:: Directions for this task ::
Determine how many lines of the items below contain the string "metal", treating uppercase and lowercase as distinct. Give only the number.

Stored data
-- -- --

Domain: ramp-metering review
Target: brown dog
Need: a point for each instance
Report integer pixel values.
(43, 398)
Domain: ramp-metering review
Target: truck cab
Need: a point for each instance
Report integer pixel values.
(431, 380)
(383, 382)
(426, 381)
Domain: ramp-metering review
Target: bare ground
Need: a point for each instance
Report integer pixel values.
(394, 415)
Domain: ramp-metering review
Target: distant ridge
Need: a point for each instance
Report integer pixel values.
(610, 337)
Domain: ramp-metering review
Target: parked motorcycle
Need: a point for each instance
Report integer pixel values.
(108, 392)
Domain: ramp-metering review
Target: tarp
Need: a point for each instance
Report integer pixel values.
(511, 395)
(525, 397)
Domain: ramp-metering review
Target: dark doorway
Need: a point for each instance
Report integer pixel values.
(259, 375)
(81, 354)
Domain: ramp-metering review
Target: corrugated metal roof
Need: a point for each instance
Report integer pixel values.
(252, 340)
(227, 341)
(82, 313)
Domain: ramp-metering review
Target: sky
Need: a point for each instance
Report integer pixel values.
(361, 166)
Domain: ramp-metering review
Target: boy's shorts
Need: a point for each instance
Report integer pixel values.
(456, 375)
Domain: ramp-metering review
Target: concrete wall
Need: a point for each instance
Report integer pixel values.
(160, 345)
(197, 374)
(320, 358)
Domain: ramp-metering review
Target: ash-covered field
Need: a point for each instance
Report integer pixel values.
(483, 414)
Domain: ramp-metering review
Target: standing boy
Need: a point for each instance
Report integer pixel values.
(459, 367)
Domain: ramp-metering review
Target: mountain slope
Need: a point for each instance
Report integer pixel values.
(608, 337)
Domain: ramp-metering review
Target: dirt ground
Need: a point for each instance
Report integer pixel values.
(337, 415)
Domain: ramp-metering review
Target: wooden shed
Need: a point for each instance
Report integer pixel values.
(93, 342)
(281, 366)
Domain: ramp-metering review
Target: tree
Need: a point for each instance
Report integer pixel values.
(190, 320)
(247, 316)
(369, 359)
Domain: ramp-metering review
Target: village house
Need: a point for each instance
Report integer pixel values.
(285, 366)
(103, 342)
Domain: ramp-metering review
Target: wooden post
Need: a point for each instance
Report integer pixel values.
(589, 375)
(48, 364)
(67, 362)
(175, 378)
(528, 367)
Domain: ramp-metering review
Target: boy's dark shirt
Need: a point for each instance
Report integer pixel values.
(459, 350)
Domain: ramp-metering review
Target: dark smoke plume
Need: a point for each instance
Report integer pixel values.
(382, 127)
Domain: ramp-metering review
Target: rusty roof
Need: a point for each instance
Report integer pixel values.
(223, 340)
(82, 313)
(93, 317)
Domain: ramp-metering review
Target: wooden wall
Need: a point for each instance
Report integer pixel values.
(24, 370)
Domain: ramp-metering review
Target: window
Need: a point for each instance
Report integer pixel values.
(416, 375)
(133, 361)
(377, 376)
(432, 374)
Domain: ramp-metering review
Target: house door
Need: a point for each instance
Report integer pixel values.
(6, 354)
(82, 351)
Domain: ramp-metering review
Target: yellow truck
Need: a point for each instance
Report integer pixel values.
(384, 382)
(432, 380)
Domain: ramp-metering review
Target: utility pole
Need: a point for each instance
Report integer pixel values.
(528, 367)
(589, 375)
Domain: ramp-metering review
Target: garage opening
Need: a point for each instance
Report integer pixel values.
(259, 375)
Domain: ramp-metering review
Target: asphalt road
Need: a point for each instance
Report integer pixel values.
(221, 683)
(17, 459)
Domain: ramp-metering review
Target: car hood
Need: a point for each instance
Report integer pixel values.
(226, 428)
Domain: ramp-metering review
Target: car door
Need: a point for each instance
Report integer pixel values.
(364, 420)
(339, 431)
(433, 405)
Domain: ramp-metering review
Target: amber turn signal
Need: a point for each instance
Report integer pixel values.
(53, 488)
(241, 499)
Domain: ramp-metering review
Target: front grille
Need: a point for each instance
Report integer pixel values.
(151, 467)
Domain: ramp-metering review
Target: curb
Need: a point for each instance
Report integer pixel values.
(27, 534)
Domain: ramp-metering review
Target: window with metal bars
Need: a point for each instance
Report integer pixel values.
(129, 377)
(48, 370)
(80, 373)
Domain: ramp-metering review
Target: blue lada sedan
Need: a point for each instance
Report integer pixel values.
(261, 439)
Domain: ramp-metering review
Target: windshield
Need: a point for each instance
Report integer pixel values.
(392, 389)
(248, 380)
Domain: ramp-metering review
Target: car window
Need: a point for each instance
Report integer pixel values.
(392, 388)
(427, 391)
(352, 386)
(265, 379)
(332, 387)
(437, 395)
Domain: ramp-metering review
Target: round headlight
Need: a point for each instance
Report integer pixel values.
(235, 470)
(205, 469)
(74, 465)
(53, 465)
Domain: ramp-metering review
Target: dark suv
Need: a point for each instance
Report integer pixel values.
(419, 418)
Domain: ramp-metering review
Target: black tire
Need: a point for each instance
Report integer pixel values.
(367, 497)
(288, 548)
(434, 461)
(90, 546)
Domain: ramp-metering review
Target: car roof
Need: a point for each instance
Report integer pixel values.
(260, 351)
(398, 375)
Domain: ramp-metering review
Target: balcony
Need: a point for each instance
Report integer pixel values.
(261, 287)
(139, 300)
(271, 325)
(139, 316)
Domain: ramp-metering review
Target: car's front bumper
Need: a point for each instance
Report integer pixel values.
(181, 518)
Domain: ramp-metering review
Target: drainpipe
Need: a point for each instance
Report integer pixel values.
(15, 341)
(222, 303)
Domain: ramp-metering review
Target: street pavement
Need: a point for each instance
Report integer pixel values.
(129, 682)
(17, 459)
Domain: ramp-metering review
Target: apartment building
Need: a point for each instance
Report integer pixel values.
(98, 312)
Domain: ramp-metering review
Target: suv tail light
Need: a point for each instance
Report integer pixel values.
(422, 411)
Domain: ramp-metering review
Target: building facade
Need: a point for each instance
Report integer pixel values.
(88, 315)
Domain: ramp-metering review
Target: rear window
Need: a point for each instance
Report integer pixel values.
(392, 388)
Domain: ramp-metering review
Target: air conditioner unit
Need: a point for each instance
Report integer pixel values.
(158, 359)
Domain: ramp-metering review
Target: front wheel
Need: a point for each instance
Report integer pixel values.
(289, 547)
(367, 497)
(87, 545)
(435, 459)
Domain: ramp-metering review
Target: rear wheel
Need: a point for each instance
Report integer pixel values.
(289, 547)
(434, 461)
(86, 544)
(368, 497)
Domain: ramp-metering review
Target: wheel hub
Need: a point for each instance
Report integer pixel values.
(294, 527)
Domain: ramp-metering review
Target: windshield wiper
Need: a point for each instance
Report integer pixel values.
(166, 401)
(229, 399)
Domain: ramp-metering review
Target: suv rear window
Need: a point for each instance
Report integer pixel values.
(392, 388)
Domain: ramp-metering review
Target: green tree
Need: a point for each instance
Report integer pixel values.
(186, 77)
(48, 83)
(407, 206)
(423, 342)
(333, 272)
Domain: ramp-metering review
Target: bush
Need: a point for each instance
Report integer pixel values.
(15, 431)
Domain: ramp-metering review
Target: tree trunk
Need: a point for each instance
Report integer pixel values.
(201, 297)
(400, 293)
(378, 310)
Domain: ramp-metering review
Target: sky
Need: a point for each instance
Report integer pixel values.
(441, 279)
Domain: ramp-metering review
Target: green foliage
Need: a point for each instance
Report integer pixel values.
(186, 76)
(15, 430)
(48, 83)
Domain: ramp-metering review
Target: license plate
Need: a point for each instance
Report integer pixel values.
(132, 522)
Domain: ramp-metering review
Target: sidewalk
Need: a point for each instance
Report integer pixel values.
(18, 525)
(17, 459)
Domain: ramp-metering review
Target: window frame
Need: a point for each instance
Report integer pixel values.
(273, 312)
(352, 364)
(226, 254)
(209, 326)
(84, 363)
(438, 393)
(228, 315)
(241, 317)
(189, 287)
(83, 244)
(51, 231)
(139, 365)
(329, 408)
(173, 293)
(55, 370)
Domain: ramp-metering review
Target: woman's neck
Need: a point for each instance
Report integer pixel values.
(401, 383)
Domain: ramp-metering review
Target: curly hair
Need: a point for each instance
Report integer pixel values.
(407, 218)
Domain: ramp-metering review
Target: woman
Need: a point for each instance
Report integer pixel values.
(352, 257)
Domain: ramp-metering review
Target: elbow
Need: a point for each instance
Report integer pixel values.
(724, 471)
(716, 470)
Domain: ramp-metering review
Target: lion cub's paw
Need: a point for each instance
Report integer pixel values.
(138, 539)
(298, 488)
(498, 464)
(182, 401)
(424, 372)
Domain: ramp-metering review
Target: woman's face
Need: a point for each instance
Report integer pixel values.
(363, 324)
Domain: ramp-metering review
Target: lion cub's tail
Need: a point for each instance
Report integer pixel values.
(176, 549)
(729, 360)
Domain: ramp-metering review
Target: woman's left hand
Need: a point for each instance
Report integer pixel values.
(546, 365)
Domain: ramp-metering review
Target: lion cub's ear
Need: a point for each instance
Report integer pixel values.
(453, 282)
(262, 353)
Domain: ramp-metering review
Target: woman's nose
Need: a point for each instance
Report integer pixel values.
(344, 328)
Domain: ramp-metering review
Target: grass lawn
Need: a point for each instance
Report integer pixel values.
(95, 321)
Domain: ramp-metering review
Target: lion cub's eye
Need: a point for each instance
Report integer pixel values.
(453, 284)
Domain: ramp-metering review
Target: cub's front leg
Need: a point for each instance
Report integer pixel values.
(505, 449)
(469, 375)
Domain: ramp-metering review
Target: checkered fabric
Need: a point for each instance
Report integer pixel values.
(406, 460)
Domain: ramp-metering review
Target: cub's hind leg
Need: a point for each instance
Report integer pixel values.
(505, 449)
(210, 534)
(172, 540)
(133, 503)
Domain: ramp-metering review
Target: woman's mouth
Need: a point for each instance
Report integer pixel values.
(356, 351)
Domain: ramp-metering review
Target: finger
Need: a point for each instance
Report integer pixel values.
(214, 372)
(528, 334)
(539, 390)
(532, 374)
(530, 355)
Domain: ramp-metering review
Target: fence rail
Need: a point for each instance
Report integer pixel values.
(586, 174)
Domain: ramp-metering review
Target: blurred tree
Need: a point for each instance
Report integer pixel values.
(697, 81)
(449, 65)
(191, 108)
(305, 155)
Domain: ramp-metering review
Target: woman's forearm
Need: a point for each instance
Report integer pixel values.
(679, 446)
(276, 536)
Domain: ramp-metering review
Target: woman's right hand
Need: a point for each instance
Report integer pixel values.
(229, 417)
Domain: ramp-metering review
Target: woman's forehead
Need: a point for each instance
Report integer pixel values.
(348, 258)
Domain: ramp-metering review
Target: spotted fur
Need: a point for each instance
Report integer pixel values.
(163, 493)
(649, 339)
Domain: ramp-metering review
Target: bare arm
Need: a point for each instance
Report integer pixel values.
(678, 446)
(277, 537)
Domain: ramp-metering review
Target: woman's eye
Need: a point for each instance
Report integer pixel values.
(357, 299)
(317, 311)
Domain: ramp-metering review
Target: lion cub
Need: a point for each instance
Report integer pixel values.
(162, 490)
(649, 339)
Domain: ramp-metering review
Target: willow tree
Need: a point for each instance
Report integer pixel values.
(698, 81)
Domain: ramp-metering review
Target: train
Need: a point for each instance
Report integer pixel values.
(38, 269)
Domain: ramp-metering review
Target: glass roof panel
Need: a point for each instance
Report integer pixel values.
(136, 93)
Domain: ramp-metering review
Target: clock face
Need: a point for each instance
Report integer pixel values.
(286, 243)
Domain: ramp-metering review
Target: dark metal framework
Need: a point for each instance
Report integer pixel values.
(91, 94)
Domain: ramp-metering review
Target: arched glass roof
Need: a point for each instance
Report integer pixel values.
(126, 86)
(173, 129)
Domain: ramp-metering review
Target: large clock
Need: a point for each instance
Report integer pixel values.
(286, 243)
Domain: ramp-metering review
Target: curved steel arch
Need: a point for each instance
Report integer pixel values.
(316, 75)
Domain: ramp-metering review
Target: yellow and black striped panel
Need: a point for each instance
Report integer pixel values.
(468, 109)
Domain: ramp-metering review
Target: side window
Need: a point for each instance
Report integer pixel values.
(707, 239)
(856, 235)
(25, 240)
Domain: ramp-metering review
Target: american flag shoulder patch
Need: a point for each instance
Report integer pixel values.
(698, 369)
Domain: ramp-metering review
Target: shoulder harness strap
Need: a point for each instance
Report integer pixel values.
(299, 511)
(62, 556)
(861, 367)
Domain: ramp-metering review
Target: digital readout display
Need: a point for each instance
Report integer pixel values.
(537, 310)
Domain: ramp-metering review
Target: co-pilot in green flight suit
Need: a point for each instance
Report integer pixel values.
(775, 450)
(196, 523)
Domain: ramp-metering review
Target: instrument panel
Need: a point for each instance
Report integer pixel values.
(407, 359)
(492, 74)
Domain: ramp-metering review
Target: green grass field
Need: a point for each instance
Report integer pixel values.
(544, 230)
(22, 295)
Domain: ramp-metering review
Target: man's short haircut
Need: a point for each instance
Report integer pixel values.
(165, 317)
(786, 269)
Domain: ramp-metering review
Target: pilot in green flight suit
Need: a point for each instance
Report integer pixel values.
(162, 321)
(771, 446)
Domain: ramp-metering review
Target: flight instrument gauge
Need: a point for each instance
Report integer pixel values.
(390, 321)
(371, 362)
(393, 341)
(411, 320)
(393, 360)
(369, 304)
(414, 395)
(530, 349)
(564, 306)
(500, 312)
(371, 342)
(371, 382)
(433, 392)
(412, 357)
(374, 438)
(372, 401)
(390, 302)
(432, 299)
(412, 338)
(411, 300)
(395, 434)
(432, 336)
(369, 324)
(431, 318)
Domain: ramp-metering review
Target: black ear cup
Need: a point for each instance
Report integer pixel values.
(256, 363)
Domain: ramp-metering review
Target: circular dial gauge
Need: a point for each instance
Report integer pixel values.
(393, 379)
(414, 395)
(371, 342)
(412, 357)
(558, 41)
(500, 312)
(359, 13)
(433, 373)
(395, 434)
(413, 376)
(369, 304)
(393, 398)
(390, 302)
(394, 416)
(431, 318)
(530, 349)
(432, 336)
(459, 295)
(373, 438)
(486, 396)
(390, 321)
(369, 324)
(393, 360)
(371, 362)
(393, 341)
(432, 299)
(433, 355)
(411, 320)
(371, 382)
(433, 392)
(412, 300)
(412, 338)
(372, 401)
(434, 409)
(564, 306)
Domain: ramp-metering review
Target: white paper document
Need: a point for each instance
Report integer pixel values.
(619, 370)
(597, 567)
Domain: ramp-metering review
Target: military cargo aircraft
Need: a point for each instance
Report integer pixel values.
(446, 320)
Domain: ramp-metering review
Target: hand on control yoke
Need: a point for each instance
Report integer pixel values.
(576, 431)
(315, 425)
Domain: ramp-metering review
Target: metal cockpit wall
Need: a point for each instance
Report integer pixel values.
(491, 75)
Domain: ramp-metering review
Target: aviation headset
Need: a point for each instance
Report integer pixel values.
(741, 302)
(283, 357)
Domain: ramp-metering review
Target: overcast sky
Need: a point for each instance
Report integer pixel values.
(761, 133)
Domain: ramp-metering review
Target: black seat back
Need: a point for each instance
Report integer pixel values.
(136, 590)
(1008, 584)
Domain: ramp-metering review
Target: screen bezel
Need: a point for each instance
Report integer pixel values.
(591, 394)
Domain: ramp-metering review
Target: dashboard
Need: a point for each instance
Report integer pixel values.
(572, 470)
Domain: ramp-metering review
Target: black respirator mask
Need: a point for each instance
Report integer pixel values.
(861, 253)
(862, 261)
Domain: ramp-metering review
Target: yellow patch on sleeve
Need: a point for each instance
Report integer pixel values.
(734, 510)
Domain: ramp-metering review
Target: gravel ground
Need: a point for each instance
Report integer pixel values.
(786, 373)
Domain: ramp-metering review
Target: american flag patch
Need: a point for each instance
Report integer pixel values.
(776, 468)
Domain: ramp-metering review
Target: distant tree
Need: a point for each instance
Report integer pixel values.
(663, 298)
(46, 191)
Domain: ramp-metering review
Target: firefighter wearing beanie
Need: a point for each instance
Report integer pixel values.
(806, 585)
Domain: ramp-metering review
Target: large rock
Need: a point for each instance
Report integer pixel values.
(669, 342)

-- -- --

:: Answer ::
4